=== Excerpts of pointing data ===

● ● ● ●

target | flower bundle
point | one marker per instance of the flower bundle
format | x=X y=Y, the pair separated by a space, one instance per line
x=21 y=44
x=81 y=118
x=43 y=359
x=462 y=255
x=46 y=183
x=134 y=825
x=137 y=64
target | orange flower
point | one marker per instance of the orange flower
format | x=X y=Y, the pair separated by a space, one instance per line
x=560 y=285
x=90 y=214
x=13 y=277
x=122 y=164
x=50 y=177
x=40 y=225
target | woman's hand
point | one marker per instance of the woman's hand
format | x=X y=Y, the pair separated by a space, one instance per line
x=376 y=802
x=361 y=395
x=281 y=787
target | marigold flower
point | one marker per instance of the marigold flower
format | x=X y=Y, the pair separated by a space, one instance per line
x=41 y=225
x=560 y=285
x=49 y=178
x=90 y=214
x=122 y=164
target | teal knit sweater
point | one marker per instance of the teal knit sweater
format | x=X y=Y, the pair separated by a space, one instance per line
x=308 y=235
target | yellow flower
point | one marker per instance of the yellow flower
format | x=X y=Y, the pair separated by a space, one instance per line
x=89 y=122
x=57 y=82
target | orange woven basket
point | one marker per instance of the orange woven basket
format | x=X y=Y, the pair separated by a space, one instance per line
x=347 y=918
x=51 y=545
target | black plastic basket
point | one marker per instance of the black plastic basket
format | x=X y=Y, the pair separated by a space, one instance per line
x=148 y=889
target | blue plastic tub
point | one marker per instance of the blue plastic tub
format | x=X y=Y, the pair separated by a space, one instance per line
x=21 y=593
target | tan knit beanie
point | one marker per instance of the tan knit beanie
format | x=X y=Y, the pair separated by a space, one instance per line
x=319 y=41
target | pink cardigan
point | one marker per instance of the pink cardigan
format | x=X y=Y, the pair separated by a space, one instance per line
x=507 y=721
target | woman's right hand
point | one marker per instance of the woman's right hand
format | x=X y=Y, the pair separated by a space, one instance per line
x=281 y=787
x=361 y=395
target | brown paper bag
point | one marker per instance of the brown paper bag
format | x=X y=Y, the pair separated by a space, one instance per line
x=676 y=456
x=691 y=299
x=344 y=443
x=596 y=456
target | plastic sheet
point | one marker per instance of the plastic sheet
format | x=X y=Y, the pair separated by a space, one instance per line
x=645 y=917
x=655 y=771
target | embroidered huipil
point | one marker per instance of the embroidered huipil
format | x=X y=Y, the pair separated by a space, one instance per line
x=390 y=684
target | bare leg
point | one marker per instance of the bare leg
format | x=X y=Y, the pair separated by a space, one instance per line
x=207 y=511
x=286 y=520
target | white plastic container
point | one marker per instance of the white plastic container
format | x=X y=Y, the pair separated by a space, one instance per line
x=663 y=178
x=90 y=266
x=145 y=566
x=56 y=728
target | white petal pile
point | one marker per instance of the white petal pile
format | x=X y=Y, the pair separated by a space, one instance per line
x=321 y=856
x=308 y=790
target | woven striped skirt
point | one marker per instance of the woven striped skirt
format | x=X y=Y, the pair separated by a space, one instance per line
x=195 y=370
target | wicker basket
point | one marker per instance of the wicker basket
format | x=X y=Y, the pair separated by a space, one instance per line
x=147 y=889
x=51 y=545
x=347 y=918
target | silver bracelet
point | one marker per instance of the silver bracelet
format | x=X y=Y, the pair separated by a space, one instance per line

● ● ● ●

=== WHAT IS BEING ASKED ===
Transcribe every line of the listing above without any alteration.

=== EXERCISE ANSWER ===
target | flower bundle
point | one marker per instance of the flower bundle
format | x=X y=Y, the pair separated by a space, one instance per line
x=21 y=44
x=81 y=118
x=43 y=359
x=462 y=255
x=46 y=183
x=134 y=825
x=137 y=64
target | orange flower
point | one marker per instance of the orange flower
format | x=X y=Y, the pair separated by a space, one instance per line
x=560 y=285
x=90 y=214
x=13 y=277
x=122 y=164
x=50 y=177
x=40 y=225
target | woman's hand
point | one marker per instance of the woman's hand
format | x=X y=Y, the pair separated by a space, one instance per line
x=376 y=802
x=361 y=395
x=281 y=787
target | marigold flower
point | one marker per instance of the marigold flower
format | x=X y=Y, the pair separated by a space, one instance per line
x=41 y=225
x=560 y=285
x=49 y=178
x=90 y=214
x=122 y=164
target | teal knit sweater
point | one marker per instance of the teal knit sweater
format | x=X y=Y, the pair separated by a space, one instance per line
x=308 y=235
target | yellow flower
point | one marker per instance of the yellow flower
format | x=X y=Y, the pair separated by a space, one instance per line
x=89 y=122
x=57 y=82
target | orange woven basket
point | one marker per instance of the orange woven basket
format | x=X y=Y, the pair separated by a space, one instance per line
x=347 y=918
x=51 y=545
target | black plastic basket
point | one marker per instance of the black plastic basket
format | x=X y=Y, the pair separated by a space, one instance per line
x=148 y=889
target | blue plastic tub
point | one marker per instance of the blue plastic tub
format | x=X y=Y, the pair separated by a space, one instance per line
x=21 y=593
target | tan knit beanie
point | one marker per instance of the tan knit beanie
format | x=X y=Y, the pair separated by a space, one instance per line
x=319 y=41
target | pink cardigan
point | one marker per instance of the pink cardigan
format | x=X y=Y, the pair separated by a space, one instance per line
x=507 y=721
target | woman's right hand
point | one marker per instance of the woman's right hand
format | x=X y=Y, the pair separated by a space, one instance per line
x=281 y=787
x=361 y=395
target | brown paper bag
point | one marker per instance of the brown paper bag
format | x=X y=Y, the pair separated by a space, one instance per line
x=676 y=456
x=691 y=299
x=344 y=443
x=596 y=456
target | plastic sheet
point | one marker per instance of the plastic sheet
format | x=X y=Y, the pair separated by a space, one instance per line
x=645 y=917
x=655 y=771
target | embroidered huipil
point | one marker per instance of the embroidered huipil
format | x=X y=Y, the pair separated by a space, one instance per line
x=390 y=684
target | bare leg
point | one marker per instance of the bare leg
format | x=X y=Y, the pair separated by a space, one instance per line
x=207 y=511
x=286 y=520
target | white plastic container
point | one marker per instance of the white plastic container
format | x=X y=Y, the pair separated by a space, one instance per line
x=663 y=178
x=90 y=266
x=145 y=566
x=56 y=728
target | white petal pile
point | one marker per instance of the white petal pile
format | x=X y=Y, the pair separated by a space, one instance per line
x=321 y=856
x=308 y=790
target | woven striped skirt
point | one marker per instance of the woven striped skirt
format | x=X y=Y, the pair separated by a space, one instance per line
x=195 y=370
target | wicker basket
point | one marker per instance of the wicker basket
format | x=X y=Y, the pair separated by a space, one instance per line
x=147 y=889
x=51 y=545
x=347 y=918
target | silver bracelet
point | one marker per instance of the silver bracelet
format | x=X y=Y, the pair separated by a space, one instance per line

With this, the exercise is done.